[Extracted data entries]

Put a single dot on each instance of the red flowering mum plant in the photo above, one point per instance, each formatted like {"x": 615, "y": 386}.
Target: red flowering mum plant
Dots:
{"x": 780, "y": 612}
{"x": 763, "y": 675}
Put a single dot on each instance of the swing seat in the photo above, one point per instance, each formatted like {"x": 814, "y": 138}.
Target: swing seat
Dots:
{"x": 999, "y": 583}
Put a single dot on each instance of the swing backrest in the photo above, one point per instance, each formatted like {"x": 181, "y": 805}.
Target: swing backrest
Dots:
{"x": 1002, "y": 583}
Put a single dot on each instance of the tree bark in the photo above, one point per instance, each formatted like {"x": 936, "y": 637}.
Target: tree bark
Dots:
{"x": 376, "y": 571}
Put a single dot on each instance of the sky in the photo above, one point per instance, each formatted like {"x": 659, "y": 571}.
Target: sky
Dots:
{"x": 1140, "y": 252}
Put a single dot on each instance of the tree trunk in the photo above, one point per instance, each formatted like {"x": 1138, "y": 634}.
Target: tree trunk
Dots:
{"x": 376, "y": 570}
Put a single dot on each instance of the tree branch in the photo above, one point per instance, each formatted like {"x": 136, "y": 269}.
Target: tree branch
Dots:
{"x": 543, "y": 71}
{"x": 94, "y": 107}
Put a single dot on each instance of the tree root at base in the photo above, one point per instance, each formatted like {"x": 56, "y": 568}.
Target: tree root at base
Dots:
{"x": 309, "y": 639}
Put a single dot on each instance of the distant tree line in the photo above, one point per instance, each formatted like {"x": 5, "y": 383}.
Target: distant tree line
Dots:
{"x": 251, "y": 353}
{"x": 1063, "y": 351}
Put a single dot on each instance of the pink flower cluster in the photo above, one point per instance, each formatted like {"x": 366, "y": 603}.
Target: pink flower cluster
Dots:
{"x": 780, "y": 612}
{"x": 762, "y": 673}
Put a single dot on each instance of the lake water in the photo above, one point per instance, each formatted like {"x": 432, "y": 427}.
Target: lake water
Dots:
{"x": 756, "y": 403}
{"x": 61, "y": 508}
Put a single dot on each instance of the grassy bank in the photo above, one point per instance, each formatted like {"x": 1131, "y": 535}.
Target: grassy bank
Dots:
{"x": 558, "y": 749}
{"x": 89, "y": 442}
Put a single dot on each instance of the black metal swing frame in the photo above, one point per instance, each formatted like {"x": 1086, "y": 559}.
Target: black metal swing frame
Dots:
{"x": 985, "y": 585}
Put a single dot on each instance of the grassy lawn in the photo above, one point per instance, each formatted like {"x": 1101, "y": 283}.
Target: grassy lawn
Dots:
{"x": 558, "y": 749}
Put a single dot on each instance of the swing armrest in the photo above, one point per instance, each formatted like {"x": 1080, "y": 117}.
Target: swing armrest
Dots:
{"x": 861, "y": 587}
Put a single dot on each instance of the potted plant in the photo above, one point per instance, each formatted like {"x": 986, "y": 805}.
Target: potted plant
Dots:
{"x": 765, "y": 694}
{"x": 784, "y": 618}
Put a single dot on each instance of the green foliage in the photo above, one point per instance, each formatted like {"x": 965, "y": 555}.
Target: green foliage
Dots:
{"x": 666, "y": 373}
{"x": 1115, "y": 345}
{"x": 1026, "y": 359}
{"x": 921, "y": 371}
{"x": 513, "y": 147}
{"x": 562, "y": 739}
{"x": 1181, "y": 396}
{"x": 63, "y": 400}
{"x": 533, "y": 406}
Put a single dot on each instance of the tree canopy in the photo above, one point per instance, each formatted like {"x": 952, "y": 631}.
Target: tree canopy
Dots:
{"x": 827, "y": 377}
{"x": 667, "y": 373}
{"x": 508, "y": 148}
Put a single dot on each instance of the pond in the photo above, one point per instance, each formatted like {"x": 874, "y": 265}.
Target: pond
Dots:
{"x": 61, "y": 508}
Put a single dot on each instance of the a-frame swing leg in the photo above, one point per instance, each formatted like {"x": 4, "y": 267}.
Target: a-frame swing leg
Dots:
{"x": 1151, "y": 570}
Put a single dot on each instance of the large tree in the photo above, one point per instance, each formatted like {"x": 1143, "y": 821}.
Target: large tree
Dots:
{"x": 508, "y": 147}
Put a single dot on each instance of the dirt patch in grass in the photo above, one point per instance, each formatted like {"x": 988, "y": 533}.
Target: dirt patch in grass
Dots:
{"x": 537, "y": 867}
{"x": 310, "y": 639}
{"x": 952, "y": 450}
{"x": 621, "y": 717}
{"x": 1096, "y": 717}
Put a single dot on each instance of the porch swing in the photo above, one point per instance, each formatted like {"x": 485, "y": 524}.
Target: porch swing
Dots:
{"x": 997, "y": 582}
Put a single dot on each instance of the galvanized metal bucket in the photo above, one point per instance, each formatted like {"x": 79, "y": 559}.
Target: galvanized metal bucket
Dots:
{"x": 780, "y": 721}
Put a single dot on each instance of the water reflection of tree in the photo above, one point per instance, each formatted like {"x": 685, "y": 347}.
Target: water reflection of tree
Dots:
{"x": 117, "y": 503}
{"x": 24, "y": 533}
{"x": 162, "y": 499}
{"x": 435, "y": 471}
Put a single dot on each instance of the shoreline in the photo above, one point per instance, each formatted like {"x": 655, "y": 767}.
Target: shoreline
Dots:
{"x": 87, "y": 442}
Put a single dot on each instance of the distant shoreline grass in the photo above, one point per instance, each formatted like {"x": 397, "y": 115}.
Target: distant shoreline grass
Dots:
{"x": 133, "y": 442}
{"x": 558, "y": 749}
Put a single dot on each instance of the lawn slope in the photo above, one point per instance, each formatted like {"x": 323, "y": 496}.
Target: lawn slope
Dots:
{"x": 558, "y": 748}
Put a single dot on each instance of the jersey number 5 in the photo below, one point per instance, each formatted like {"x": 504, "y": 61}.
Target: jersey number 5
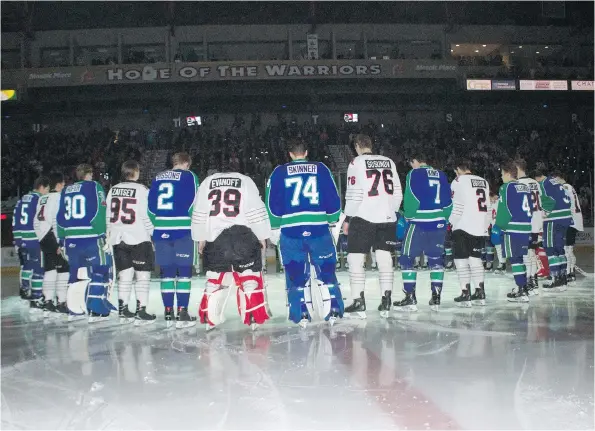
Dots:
{"x": 121, "y": 206}
{"x": 231, "y": 198}
{"x": 387, "y": 180}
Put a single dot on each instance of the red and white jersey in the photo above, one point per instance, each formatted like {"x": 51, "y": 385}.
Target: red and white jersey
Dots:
{"x": 537, "y": 217}
{"x": 227, "y": 199}
{"x": 373, "y": 189}
{"x": 127, "y": 217}
{"x": 575, "y": 207}
{"x": 470, "y": 205}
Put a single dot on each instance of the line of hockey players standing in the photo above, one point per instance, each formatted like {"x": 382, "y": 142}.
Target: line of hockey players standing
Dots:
{"x": 69, "y": 237}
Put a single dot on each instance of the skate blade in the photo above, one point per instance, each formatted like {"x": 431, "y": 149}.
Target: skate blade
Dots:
{"x": 406, "y": 308}
{"x": 356, "y": 315}
{"x": 140, "y": 322}
{"x": 185, "y": 324}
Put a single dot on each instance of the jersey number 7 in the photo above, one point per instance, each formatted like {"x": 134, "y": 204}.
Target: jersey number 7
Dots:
{"x": 387, "y": 180}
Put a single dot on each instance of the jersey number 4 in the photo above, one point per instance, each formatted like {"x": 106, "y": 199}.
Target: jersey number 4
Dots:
{"x": 231, "y": 198}
{"x": 387, "y": 180}
{"x": 121, "y": 210}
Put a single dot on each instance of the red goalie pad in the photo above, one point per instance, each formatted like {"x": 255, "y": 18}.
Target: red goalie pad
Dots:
{"x": 251, "y": 298}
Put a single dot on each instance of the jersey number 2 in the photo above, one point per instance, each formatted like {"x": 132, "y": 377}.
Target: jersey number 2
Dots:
{"x": 387, "y": 180}
{"x": 231, "y": 198}
{"x": 121, "y": 206}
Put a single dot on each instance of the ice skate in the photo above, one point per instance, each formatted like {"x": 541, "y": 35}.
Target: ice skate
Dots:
{"x": 500, "y": 269}
{"x": 464, "y": 300}
{"x": 184, "y": 320}
{"x": 409, "y": 303}
{"x": 435, "y": 302}
{"x": 358, "y": 308}
{"x": 96, "y": 317}
{"x": 170, "y": 317}
{"x": 124, "y": 313}
{"x": 478, "y": 297}
{"x": 385, "y": 305}
{"x": 142, "y": 317}
{"x": 519, "y": 295}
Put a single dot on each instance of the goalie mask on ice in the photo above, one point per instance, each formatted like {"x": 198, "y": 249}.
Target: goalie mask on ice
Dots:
{"x": 250, "y": 296}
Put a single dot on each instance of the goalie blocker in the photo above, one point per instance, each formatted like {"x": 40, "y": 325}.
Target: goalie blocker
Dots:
{"x": 238, "y": 251}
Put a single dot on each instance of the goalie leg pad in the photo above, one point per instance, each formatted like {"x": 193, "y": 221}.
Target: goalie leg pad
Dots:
{"x": 297, "y": 275}
{"x": 251, "y": 297}
{"x": 212, "y": 305}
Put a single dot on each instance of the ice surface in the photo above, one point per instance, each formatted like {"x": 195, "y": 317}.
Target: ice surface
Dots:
{"x": 503, "y": 366}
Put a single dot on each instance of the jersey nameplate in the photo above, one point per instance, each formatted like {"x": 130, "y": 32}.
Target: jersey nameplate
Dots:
{"x": 125, "y": 193}
{"x": 169, "y": 175}
{"x": 521, "y": 188}
{"x": 433, "y": 173}
{"x": 226, "y": 182}
{"x": 302, "y": 169}
{"x": 75, "y": 188}
{"x": 377, "y": 164}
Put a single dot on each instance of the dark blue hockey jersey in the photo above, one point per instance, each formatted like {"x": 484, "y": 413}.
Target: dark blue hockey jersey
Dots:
{"x": 24, "y": 216}
{"x": 171, "y": 202}
{"x": 302, "y": 199}
{"x": 427, "y": 200}
{"x": 81, "y": 213}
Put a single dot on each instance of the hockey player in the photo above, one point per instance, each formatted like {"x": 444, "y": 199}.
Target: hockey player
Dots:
{"x": 536, "y": 226}
{"x": 231, "y": 225}
{"x": 470, "y": 219}
{"x": 28, "y": 244}
{"x": 372, "y": 199}
{"x": 55, "y": 278}
{"x": 171, "y": 199}
{"x": 514, "y": 219}
{"x": 81, "y": 224}
{"x": 427, "y": 207}
{"x": 302, "y": 201}
{"x": 129, "y": 231}
{"x": 577, "y": 218}
{"x": 557, "y": 218}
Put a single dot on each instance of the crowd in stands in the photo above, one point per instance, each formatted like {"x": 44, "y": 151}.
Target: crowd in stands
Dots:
{"x": 255, "y": 150}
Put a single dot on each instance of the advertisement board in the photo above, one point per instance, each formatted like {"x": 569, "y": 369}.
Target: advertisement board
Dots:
{"x": 582, "y": 85}
{"x": 479, "y": 84}
{"x": 503, "y": 84}
{"x": 542, "y": 85}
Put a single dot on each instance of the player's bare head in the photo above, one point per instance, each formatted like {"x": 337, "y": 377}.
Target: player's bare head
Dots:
{"x": 57, "y": 181}
{"x": 417, "y": 160}
{"x": 297, "y": 149}
{"x": 84, "y": 172}
{"x": 130, "y": 170}
{"x": 363, "y": 144}
{"x": 509, "y": 171}
{"x": 463, "y": 166}
{"x": 521, "y": 165}
{"x": 42, "y": 185}
{"x": 181, "y": 161}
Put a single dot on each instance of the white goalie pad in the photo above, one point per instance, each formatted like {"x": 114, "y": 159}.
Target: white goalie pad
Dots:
{"x": 75, "y": 297}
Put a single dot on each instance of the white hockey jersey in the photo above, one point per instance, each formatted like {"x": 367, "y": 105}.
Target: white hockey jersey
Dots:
{"x": 537, "y": 217}
{"x": 227, "y": 199}
{"x": 45, "y": 215}
{"x": 575, "y": 207}
{"x": 373, "y": 189}
{"x": 470, "y": 205}
{"x": 127, "y": 217}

# Instructions for the task:
Copy all the lines from the data above that hold the word "bark".

# Exercise solution:
Put a single dot on each instance of the tree bark in the photo above, one point per instance, each formatted like {"x": 936, "y": 637}.
Target: tree bark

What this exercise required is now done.